WRITTEN TASK »
Exactly as given, write out the lines from the one containing "of the wrinkled" through the end of the listing, with both ends included and nothing else.

THE DATA »
_ _ _ _

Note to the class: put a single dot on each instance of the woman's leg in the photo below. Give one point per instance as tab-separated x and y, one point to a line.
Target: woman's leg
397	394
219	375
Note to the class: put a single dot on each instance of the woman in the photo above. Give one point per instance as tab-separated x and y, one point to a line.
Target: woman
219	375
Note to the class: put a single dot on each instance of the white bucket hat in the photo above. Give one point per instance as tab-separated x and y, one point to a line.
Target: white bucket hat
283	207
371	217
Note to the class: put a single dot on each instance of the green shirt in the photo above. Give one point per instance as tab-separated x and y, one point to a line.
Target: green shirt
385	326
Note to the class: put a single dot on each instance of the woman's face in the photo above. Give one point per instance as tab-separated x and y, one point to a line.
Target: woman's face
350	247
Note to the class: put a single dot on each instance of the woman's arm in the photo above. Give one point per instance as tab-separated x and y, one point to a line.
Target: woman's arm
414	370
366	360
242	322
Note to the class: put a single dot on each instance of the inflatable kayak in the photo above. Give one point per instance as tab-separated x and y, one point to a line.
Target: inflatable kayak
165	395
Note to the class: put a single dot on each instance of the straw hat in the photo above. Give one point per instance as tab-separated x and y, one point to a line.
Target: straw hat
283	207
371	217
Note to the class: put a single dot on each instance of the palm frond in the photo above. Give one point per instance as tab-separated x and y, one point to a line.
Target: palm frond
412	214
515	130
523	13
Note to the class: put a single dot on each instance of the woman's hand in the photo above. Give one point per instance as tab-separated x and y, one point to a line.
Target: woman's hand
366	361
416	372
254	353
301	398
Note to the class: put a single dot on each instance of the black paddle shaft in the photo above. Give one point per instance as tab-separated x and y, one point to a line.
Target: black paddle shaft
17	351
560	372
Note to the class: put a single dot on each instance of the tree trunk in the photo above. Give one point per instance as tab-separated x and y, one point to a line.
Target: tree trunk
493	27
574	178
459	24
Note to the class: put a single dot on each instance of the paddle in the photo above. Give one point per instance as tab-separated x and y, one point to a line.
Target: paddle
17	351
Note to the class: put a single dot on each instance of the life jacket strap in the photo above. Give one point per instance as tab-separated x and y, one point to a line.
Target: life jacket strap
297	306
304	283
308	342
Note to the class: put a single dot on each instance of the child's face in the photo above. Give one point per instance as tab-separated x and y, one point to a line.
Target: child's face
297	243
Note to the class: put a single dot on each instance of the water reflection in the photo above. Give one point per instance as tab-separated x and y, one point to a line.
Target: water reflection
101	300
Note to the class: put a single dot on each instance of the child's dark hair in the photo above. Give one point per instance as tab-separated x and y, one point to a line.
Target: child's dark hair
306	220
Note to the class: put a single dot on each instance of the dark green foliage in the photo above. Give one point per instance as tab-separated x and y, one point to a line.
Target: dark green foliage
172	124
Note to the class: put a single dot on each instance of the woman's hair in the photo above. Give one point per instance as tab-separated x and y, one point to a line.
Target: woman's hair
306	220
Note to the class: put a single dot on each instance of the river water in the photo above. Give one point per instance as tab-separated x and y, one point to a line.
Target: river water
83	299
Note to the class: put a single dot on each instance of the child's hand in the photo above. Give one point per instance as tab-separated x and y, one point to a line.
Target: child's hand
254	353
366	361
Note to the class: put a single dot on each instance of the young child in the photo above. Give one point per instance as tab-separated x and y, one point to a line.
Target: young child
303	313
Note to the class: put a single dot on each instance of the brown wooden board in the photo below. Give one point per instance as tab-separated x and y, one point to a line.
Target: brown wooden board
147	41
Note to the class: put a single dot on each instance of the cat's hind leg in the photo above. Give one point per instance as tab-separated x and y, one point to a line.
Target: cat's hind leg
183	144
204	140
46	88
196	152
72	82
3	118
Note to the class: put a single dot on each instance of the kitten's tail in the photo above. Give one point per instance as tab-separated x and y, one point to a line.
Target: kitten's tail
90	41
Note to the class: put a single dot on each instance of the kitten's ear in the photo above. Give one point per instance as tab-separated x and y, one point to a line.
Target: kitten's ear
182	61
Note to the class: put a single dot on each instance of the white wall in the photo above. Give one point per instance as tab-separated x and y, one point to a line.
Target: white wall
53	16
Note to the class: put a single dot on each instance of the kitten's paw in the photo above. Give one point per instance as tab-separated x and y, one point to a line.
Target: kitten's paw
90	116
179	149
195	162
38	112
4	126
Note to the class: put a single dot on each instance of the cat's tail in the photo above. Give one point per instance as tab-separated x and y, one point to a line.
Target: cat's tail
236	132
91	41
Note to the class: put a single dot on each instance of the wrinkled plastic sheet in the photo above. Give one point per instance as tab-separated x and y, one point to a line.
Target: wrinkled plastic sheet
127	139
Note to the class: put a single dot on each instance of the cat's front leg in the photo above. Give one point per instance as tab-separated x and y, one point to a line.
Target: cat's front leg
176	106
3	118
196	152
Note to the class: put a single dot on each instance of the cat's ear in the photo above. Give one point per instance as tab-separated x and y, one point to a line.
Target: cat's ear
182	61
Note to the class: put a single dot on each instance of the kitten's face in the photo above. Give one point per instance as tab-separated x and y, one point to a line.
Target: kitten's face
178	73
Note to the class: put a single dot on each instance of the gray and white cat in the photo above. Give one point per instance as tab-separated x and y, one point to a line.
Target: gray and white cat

_ _ _ _

THE REPLY »
Note to the class: put a single dot on each instance of the wrinkled plastic sheet in the photo above. Give one point per instance as tab-separated x and y, one point to a line.
Target: wrinkled plastic sheet
127	139
Note to the class: put a single dot on each instance of the cat's front leg in the photo above. Give one point per instance as tab-separated x and y, one point to a line.
Target: cat's front leg
176	106
3	118
196	152
Note to the class: put a single dot on each instance of the cat's ear in the photo above. Give one point per instance as tab-separated x and y, one point to a line.
Target: cat's ear
182	61
Note to the class: put a single dot on each instance of the kitten's face in the photo above. Give one point per instance as tab-separated x and y, one point to a line.
Target: kitten's face
178	73
Note to the class: put a single dot on each instance of the gray and white cat in the photo above. Give one point per instance as tab-separated x and y, one point to a line.
Target: gray and white cat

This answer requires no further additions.